→ BRIEF: Set down the lines of the listing from the line containing "Could you point out the green" through the end of the listing, unchanged, with both ends included. Omit the pictures from your answer.

START TASK MATERIAL

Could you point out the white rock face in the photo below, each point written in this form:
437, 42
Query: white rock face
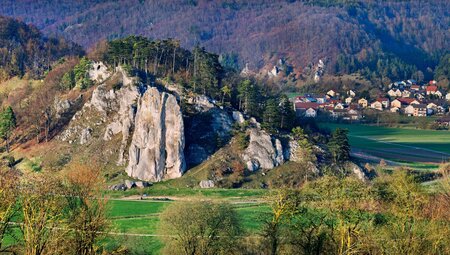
206, 184
99, 72
238, 117
124, 120
156, 150
263, 151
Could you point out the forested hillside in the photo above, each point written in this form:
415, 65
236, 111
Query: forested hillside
379, 38
24, 50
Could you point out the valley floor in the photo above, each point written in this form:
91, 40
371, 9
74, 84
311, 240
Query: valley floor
415, 148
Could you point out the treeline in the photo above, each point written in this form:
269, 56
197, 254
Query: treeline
24, 50
201, 72
392, 215
413, 31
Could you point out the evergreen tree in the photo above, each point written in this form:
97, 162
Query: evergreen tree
271, 115
339, 145
7, 125
287, 113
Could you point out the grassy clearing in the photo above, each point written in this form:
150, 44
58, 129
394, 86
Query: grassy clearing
412, 147
142, 217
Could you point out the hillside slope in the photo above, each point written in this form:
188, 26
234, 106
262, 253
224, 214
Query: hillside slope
303, 32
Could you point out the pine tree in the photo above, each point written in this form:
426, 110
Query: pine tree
339, 145
287, 113
7, 125
271, 115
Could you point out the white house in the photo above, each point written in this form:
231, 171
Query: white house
406, 93
394, 93
351, 93
310, 113
377, 105
331, 93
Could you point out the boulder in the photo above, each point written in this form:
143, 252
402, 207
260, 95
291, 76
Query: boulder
85, 135
206, 184
142, 184
130, 184
118, 187
263, 151
157, 144
238, 117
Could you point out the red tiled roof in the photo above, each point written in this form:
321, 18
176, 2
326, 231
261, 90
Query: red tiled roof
432, 88
308, 105
406, 100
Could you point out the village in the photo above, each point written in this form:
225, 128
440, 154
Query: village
404, 97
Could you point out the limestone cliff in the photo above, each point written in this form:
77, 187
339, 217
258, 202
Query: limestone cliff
263, 151
156, 150
146, 122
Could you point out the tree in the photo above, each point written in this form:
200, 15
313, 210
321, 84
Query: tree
305, 151
86, 214
339, 145
284, 203
287, 113
226, 92
247, 94
42, 209
200, 228
271, 115
7, 124
8, 203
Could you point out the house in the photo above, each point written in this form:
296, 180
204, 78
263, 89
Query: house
351, 93
406, 93
394, 109
384, 101
396, 104
443, 122
420, 96
310, 113
331, 93
411, 82
415, 87
306, 108
339, 106
419, 110
377, 105
363, 102
394, 93
409, 110
431, 89
336, 113
399, 102
432, 106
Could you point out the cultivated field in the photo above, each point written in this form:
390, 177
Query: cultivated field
135, 223
417, 147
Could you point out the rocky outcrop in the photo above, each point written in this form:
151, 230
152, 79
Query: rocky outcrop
148, 120
206, 184
99, 72
156, 150
208, 128
263, 151
123, 121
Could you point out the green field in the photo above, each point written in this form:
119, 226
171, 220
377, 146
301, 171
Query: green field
135, 221
416, 147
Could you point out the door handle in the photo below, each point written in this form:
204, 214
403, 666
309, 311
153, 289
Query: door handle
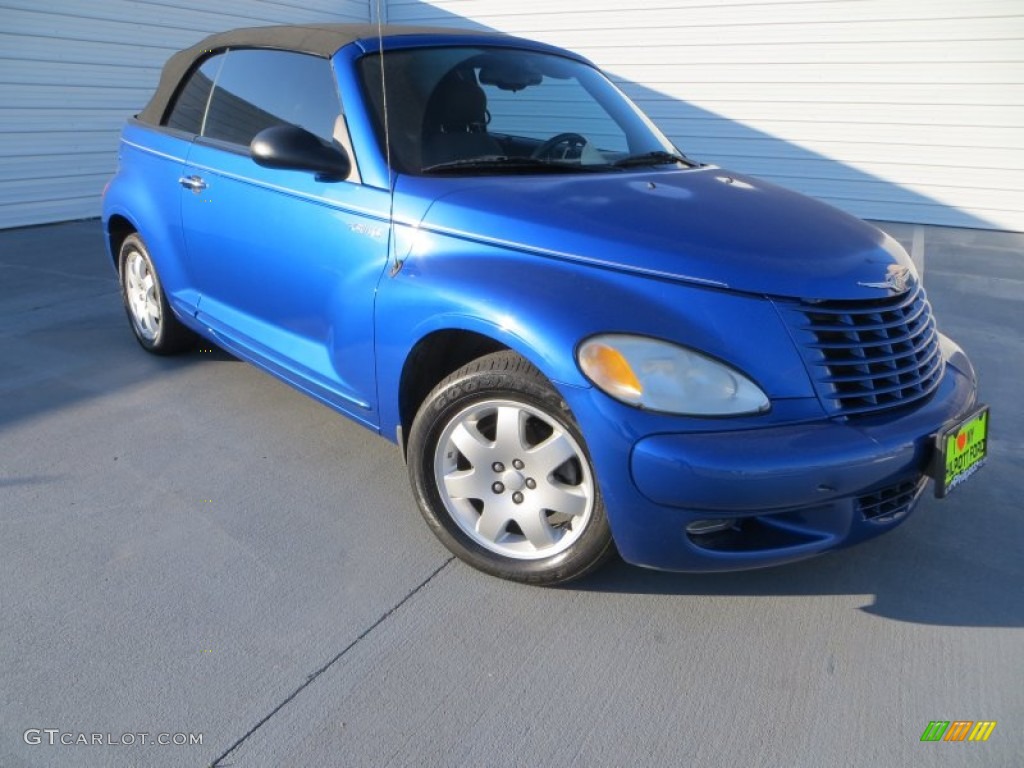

END TASK MATERIAL

→ RESULT:
Could you point out the green field in the photo above, each point written in this form:
119, 226
171, 220
377, 146
301, 171
Query: green field
135, 221
416, 147
Could you point out the door handle in the photo below, each point written in this form:
204, 214
403, 666
309, 311
153, 289
Query: door handle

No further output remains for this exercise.